#### [Work to be completed]
Return the data below exactly, but only from the line containing "point: one pixel per instance, each like <point>229,133</point>." through the line containing "point: one pixel per instance, each like <point>30,174</point>.", with both of those lines included.

=== Begin Enclosure ===

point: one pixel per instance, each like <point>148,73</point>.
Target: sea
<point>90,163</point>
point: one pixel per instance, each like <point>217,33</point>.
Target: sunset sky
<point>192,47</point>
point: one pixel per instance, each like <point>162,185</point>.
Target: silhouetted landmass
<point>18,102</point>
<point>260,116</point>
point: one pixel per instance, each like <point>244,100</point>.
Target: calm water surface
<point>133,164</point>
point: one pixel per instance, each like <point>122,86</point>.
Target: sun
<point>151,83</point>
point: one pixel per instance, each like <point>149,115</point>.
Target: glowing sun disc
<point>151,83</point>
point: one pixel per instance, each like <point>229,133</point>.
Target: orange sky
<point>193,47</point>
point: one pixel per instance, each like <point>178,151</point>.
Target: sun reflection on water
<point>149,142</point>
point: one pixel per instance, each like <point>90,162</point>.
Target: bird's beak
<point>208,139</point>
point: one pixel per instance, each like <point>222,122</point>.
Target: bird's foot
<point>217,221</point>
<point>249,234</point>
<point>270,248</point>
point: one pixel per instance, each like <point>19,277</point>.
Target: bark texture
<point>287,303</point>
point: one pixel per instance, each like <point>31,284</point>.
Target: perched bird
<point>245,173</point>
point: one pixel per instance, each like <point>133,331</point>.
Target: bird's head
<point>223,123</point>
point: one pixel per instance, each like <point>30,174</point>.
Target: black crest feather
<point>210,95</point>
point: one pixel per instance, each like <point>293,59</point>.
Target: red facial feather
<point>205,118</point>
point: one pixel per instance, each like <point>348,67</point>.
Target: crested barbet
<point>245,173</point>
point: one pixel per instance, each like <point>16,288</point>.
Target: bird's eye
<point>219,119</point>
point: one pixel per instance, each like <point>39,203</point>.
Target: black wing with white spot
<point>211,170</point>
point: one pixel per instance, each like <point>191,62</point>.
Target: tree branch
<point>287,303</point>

=== End Enclosure ===

#### [Written response]
point: one pixel per instance, each like <point>229,133</point>.
Target: orange sky
<point>193,47</point>
point: one pixel per instance, each like <point>178,151</point>.
Target: sun reflection on water
<point>149,142</point>
point: one pixel per instance, each like <point>90,162</point>.
Target: bird's beak
<point>208,139</point>
point: one pixel per instance, each like <point>222,122</point>.
Target: bird's foot
<point>217,221</point>
<point>249,234</point>
<point>270,248</point>
point: one pixel per instance, each like <point>19,277</point>.
Target: bark texture
<point>287,303</point>
point: one pixel per instance, each like <point>31,284</point>.
Target: perched bird
<point>245,173</point>
point: one pixel per instance, each like <point>133,331</point>.
Target: bird's head
<point>223,123</point>
point: one pixel per instance, each like <point>30,174</point>.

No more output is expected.